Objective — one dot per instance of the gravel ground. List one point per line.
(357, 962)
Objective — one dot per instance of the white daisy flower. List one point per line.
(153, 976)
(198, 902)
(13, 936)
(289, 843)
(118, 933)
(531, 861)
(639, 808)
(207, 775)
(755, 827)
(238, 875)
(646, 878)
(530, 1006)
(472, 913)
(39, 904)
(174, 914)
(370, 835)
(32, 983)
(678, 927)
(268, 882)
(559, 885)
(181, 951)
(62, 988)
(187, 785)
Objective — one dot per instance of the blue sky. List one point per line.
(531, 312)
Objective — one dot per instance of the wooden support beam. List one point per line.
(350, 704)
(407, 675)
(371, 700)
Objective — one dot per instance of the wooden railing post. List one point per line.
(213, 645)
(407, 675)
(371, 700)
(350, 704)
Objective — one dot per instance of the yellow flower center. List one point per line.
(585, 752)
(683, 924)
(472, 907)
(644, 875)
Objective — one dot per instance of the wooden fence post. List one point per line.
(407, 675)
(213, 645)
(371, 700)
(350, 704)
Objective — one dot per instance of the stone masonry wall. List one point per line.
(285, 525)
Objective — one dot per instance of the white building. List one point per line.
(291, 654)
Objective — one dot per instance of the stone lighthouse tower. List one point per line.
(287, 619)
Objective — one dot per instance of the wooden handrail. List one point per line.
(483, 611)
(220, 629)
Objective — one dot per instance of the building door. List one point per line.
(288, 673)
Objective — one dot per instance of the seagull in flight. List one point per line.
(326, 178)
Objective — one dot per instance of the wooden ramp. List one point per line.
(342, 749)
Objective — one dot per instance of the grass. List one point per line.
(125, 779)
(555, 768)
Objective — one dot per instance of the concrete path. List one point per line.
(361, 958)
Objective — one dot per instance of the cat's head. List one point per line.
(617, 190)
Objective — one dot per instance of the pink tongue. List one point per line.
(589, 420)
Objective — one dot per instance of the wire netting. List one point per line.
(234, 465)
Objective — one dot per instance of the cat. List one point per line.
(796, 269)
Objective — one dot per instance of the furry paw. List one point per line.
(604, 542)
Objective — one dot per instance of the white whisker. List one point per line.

|---|

Your task: Print exactly the lines that run from the line containing "Objective — one dot per instance of the wooden handrail." to the end of the data, both ends included.

Output below:
Objective — one dot per instance of the wooden handrail. List one point per line.
(483, 611)
(220, 629)
Objective — one dot per instance of the building door. List one point per line.
(288, 673)
Objective — one dot per instance of the seagull in flight. List one point per line.
(326, 178)
Objective — one dot per instance of the wooden ramp. List one point per line.
(342, 749)
Objective — one dot per instance of the grass. List one point per line.
(125, 779)
(555, 768)
Objective — one dot per instance of the concrete path. List one point per line.
(361, 958)
Objective — one dot per instance of the cat's head. List one point per line.
(617, 190)
Objective — one dot per instance of the pink tongue. List one point per line.
(589, 420)
Objective — one dot per instance of the wire netting. List one point per line.
(234, 465)
Objective — one dot per instance of the cat. List one point per line.
(796, 269)
Objective — one dot per instance of the furry paw. List one point per line.
(604, 542)
Objective — one dot per instance of the white whisker. List one point per line.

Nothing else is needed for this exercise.